▶ _The request_
Update the records below by replacing every "pinpoint" with "locate", keeping every other character the same.
[Start Records for the exercise]
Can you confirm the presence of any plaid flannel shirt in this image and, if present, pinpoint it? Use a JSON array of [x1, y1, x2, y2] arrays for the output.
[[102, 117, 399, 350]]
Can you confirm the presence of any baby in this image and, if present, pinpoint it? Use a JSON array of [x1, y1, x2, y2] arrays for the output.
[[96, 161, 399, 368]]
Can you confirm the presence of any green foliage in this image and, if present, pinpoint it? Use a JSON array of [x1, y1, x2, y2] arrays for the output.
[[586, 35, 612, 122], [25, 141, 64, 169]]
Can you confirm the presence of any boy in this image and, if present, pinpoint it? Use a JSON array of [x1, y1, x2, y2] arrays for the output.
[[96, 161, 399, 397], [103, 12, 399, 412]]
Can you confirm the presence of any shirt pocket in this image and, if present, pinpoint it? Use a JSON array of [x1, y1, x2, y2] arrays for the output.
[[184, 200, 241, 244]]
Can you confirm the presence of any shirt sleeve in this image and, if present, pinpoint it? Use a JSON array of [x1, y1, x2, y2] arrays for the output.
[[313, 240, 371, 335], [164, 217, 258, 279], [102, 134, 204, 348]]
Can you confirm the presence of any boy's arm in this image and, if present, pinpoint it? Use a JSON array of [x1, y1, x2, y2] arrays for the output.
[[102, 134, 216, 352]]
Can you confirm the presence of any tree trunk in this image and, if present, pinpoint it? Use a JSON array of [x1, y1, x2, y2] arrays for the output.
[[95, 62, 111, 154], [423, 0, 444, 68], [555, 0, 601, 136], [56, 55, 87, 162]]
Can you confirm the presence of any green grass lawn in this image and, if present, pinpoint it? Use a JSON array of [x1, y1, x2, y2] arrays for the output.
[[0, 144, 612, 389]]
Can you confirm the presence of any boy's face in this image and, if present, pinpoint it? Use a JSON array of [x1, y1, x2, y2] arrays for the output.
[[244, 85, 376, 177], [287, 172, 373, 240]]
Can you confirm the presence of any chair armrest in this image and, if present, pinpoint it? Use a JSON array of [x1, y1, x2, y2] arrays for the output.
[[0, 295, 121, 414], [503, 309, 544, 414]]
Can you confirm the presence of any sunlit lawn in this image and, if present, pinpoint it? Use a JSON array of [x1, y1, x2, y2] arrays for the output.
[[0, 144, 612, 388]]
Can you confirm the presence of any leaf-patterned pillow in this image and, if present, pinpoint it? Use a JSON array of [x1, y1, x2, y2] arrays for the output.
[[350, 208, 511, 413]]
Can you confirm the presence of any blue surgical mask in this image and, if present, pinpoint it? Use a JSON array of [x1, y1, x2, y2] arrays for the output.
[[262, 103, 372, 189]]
[End Records for the exercise]
▶ _Result of the exercise_
Can you confirm the presence of any plaid flannel shirt in this image and, if present, locate it? Use a JSON array of [x1, y1, x2, y2] arrays for the output.
[[102, 117, 399, 350]]
Can you confirm the presence of any baby in this image and, if present, locate it? Use a JSON array of [x1, y1, x2, y2] arrays for the output.
[[96, 161, 399, 368]]
Can you confirm the presence of any green foliage in this image and, if present, locate it? Use a JSON array of [x1, y1, x2, y2] arrays for the output.
[[586, 35, 612, 122], [25, 141, 64, 169]]
Can you confirm the presence of any boy in this image and, if present, locate it? Use a JSON array of [x1, y1, x2, y2] arrays for the output.
[[96, 161, 399, 397], [103, 12, 399, 412]]
Can you confirm the presence of any shirt pocket in this image and, if present, locate it? Use a JSON array of [x1, y1, x2, y2] arrays for the output.
[[184, 200, 241, 244]]
Can you confirm the presence of any shirt sleeve in this image and, if present, locate it? Use a JSON array of [x1, y1, x2, y2] arrays for the output.
[[313, 240, 371, 335], [164, 217, 258, 279], [102, 134, 204, 348]]
Can you confirm the presence of any boy's arm in this image and, if present, locate it? Use a JSON array of [x1, y1, x2, y2] arrays for the output.
[[102, 134, 216, 352]]
Can you confirm the presence of any tree trunk in this image and, if present, locate it? Use a JSON array of [x1, y1, x2, y2] arrays for the output.
[[95, 62, 111, 154], [423, 0, 444, 68], [555, 0, 601, 136], [56, 55, 87, 162]]
Can you confirm the presence of any green grass lawn in this image and, if present, locate it? Use a JSON array of [x1, y1, x2, y2] arrays for the output.
[[0, 144, 612, 389]]
Can you confirm the presence of any boy's face in this image and, if present, locate it? Use a JSON array of [x1, y1, x2, y2] arrays for the output.
[[244, 85, 376, 177], [287, 172, 373, 240]]
Can you confirm the presence of any chair armrest in this image and, if present, locate it? Use a JSON array of [x1, y1, x2, y2] arrays for the output.
[[0, 295, 121, 414], [503, 309, 544, 414]]
Can you confirm the presence of any sunlit lawn in this image and, if present, locate it? Use a JSON array of [x1, y1, x2, y2] arrays for the output.
[[0, 144, 612, 388]]
Can you confirm the presence of any leaf-patterned pillow in this image and, if present, locate it? Use a JSON array of [x1, y1, x2, y2] arrays for the output.
[[350, 208, 511, 413]]
Can you confirm the presence of any blue surgical mask in this image and, if present, locate it? Use a JSON array of [x1, y1, x2, y2] arrays for the output.
[[262, 103, 372, 189]]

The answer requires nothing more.